▸ **Given task**:
Put the records, from their first line through the line containing "[[148, 60, 154, 63], [40, 64, 46, 68]]", into a JSON list of strings with one string per line and no blank lines.

▸ **Material for the task**:
□ □ □

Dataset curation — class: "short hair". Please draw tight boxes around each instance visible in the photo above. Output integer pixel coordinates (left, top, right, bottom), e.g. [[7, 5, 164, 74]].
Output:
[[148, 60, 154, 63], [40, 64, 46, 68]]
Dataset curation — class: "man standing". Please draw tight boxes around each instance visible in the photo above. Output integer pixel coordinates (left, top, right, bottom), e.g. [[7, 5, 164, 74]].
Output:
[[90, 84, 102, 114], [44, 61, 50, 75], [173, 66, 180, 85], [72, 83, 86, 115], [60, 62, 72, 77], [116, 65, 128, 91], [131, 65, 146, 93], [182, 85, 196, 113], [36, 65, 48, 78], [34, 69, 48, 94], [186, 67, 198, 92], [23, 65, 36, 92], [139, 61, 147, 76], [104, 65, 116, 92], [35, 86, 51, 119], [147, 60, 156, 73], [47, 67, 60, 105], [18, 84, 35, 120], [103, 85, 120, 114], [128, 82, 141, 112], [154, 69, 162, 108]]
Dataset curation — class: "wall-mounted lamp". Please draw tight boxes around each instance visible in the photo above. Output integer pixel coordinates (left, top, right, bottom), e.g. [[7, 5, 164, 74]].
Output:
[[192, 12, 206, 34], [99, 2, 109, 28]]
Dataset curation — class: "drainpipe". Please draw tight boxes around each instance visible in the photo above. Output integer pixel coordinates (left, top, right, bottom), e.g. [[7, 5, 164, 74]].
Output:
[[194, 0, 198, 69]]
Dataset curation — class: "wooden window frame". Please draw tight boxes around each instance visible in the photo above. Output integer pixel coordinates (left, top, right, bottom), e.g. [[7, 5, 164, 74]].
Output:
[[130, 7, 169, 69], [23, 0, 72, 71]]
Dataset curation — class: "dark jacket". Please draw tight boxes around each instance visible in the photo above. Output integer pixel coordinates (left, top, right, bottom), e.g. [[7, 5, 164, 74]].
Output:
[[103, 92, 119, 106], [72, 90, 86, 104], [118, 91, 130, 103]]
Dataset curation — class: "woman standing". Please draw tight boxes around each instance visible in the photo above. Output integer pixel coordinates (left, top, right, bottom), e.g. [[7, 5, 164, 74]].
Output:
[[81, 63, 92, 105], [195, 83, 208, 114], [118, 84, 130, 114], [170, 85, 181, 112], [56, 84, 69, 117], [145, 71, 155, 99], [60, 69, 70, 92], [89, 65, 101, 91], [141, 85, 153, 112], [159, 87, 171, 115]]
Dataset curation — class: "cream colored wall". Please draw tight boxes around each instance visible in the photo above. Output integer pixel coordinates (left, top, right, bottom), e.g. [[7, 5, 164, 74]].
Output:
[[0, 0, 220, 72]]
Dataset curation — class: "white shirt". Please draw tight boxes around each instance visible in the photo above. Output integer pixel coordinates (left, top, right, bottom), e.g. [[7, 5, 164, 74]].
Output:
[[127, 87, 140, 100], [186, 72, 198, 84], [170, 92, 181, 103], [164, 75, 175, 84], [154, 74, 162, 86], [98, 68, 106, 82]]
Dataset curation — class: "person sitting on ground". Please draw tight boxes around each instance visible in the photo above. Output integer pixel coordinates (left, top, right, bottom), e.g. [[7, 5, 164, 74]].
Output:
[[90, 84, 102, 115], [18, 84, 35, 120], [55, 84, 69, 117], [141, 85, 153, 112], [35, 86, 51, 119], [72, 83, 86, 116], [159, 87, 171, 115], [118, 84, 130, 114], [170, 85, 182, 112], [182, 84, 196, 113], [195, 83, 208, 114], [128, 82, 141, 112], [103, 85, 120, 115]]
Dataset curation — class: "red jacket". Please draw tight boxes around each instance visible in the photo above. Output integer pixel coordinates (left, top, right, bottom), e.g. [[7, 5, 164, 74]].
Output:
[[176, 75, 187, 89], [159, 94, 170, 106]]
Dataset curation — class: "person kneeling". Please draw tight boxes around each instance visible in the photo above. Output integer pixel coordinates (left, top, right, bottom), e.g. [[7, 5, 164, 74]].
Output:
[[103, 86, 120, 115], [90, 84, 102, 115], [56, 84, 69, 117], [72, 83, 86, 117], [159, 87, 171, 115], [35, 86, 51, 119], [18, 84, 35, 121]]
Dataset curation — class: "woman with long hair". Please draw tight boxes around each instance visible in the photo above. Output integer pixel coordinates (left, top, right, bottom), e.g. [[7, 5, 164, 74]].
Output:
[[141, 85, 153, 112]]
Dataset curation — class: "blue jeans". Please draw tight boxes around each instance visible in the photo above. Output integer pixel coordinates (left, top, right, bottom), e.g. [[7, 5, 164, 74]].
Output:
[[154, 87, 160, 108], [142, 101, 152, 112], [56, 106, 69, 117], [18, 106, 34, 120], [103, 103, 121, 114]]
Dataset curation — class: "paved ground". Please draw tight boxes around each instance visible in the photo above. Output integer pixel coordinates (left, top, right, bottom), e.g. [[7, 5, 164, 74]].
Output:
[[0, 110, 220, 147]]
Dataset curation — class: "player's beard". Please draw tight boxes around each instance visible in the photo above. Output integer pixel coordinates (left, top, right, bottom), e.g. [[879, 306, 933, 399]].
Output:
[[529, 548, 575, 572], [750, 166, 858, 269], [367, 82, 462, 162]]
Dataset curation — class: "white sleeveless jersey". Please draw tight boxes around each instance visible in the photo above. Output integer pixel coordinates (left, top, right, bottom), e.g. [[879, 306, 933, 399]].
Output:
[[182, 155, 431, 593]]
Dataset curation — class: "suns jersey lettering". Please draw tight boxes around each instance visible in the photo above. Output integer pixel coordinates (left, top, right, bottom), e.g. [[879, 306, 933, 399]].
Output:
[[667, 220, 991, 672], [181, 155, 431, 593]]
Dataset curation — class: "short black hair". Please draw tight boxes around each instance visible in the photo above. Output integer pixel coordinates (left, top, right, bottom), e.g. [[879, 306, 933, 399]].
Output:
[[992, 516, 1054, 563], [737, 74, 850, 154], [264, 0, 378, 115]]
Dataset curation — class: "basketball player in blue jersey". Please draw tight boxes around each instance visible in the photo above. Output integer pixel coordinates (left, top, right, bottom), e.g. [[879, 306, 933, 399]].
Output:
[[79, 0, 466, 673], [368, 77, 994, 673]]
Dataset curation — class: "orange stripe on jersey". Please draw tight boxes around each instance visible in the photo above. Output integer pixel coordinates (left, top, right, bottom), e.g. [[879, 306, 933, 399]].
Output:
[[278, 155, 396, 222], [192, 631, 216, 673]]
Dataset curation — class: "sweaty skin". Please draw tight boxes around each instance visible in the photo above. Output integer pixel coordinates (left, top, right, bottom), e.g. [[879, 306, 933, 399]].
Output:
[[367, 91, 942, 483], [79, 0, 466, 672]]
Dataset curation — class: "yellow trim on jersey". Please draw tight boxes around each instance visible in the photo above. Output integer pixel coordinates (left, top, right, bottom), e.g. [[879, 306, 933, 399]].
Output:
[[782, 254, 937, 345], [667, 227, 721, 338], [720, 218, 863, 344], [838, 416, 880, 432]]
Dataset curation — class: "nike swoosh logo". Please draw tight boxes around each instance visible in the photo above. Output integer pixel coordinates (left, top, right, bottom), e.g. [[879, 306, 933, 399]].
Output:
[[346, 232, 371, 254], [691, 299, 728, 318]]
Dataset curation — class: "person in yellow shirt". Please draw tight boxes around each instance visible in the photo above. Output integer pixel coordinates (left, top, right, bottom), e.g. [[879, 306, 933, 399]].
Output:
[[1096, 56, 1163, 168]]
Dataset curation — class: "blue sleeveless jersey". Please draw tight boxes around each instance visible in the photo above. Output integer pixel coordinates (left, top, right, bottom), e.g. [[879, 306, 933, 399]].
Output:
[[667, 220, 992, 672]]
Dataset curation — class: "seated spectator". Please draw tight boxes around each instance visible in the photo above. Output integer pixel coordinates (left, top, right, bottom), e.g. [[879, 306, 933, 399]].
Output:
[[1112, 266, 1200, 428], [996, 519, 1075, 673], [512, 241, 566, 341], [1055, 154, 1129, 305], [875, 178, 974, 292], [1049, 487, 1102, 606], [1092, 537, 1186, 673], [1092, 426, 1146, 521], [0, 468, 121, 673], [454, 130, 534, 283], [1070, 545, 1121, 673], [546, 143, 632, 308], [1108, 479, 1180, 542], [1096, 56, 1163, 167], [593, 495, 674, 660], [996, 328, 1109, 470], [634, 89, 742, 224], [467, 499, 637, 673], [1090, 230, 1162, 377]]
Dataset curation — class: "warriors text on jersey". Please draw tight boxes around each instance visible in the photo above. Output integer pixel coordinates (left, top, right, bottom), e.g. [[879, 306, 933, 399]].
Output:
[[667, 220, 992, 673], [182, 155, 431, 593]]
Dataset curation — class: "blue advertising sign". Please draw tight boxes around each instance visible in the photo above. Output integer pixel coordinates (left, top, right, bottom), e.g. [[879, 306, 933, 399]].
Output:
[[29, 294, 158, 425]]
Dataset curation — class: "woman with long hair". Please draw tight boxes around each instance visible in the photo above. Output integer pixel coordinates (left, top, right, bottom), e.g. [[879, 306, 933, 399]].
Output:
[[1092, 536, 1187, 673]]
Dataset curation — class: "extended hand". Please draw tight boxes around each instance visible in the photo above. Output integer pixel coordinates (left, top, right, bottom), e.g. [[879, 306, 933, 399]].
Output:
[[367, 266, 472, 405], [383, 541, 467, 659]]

□ □ □

▸ **Reply to the task**:
[
  "Dataset curation — class: \"short hair\". Please draw tight boxes around each instance visible in the photo above. Output integer pixel coordinates (left, top, right, bottom), e.g. [[7, 5, 164, 74]].",
  "Output:",
  "[[148, 60, 154, 63], [40, 64, 46, 68]]"
]